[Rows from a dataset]
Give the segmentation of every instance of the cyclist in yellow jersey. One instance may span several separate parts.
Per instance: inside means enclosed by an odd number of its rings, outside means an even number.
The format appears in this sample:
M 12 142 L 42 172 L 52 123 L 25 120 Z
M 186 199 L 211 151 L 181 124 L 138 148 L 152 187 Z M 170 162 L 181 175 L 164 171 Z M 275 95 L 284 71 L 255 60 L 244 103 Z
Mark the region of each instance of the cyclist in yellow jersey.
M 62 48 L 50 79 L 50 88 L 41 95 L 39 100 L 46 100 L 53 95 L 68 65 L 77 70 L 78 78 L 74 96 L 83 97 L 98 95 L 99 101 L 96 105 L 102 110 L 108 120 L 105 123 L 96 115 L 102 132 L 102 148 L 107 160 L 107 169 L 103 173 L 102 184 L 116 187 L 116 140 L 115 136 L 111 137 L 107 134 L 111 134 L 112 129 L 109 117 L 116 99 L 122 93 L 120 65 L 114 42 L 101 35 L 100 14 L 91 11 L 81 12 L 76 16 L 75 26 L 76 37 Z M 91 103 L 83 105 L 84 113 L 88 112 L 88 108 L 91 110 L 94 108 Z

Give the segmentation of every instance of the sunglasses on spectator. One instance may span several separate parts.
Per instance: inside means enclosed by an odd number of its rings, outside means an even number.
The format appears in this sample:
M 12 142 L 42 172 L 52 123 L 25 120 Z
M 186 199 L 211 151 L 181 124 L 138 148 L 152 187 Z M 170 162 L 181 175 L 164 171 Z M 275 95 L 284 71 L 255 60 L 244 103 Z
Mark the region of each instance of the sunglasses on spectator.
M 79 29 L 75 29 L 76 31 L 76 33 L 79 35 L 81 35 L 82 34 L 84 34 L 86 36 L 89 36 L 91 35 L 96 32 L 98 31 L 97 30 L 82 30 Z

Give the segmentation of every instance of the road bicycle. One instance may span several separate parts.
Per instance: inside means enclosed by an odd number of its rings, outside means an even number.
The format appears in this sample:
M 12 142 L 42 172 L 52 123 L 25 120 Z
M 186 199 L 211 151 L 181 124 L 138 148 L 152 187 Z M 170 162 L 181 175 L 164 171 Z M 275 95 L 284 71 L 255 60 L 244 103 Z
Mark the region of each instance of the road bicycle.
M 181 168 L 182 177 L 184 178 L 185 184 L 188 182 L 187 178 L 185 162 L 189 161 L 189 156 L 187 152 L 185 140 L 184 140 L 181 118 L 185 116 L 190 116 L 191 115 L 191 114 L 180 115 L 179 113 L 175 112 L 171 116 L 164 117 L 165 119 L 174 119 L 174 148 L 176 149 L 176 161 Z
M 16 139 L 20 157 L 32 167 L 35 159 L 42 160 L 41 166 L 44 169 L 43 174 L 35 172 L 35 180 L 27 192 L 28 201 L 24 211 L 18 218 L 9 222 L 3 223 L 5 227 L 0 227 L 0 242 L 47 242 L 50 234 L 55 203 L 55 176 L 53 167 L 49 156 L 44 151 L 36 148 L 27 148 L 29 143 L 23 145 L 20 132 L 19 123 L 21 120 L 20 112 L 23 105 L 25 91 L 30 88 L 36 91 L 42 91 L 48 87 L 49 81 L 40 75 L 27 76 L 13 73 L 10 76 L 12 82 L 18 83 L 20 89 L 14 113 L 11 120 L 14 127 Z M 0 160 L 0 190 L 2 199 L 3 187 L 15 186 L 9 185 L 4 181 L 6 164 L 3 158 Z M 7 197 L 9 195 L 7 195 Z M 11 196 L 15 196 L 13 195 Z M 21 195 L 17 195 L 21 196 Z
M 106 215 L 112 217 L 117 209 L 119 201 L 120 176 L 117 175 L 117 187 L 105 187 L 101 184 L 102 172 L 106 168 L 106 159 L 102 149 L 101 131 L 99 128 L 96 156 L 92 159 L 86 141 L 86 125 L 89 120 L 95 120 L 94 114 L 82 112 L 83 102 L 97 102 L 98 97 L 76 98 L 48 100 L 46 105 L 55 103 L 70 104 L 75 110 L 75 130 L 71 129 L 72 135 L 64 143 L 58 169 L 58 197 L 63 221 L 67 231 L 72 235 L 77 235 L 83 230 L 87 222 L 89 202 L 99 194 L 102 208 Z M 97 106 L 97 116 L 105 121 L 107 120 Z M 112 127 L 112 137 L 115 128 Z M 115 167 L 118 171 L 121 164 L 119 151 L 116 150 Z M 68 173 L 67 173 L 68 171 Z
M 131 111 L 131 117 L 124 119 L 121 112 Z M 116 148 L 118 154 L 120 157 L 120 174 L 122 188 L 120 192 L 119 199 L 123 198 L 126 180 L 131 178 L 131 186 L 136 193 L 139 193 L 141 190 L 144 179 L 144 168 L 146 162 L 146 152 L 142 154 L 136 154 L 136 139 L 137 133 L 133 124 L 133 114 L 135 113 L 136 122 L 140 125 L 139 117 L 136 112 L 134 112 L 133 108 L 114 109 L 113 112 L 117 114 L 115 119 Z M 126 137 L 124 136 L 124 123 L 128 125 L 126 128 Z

* * *

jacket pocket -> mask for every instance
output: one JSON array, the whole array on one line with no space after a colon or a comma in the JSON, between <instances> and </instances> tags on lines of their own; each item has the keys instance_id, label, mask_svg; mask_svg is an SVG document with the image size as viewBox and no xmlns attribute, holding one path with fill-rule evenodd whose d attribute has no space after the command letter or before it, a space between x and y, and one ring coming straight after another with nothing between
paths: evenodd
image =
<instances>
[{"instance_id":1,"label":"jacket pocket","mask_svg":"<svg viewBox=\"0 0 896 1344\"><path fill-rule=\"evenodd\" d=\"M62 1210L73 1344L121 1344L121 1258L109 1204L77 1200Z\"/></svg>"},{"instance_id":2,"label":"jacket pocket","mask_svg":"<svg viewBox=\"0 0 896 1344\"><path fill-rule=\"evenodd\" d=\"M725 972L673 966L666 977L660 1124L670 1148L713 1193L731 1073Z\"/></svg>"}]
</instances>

---

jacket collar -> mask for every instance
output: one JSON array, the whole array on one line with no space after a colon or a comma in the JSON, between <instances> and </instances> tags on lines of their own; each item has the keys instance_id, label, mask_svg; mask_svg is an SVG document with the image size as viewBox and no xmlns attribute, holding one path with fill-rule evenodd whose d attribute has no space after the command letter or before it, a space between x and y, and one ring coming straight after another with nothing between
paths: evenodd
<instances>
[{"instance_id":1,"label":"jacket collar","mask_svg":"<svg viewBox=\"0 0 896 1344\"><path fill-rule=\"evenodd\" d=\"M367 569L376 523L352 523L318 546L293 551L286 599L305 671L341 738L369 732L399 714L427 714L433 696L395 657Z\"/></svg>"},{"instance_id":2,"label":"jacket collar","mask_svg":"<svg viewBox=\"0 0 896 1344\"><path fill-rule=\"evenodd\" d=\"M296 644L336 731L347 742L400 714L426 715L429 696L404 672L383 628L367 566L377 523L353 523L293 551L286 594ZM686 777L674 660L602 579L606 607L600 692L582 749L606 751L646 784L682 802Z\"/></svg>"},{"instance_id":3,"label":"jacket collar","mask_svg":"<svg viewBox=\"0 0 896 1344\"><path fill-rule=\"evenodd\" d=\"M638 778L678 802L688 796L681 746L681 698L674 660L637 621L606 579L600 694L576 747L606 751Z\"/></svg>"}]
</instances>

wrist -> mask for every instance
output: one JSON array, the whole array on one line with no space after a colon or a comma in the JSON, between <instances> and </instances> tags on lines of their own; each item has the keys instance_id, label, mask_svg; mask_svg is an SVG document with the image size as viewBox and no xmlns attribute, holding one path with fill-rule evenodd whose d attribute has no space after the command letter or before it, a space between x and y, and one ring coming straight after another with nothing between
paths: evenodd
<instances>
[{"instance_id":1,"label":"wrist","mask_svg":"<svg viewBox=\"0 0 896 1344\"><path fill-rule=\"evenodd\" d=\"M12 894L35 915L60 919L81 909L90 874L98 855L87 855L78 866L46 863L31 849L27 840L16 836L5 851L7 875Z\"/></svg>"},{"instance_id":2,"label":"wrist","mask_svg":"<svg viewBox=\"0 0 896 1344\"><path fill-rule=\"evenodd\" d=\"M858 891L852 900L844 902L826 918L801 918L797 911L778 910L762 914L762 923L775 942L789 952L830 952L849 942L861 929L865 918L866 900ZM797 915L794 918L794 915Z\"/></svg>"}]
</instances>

> [Task to complete]
In the data between the lines holding "Give the segmentation of every instance of the cyclist" and "M 62 48 L 50", inclusive, change "cyclist in yellow jersey" to "rider in yellow jersey" and leave everything else as it is.

> [Exercise result]
Give the segmentation of every instance of the rider in yellow jersey. One instance may span several separate parts.
Per instance: inside means enclosed by an odd number of its rings, outside means an even number.
The format appears in this sample:
M 12 142 L 42 172 L 52 123 L 25 120 Z
M 186 199 L 211 151 L 181 124 L 138 148 L 152 187 Z M 170 162 L 181 175 L 164 171 Z M 275 95 L 284 71 L 255 60 L 244 103 Z
Mark the region of each instance of the rider in yellow jersey.
M 62 48 L 50 79 L 50 88 L 41 95 L 39 100 L 46 100 L 53 95 L 68 65 L 77 70 L 78 78 L 74 96 L 83 97 L 98 95 L 99 101 L 96 105 L 102 110 L 108 120 L 105 123 L 96 115 L 102 132 L 102 148 L 107 160 L 107 169 L 103 173 L 102 184 L 116 187 L 116 140 L 115 136 L 111 137 L 107 134 L 111 134 L 112 129 L 109 117 L 116 99 L 122 93 L 120 65 L 114 42 L 101 35 L 100 14 L 91 11 L 81 12 L 76 16 L 75 26 L 76 37 Z M 91 103 L 83 105 L 84 113 L 88 112 L 88 108 L 91 110 L 94 108 Z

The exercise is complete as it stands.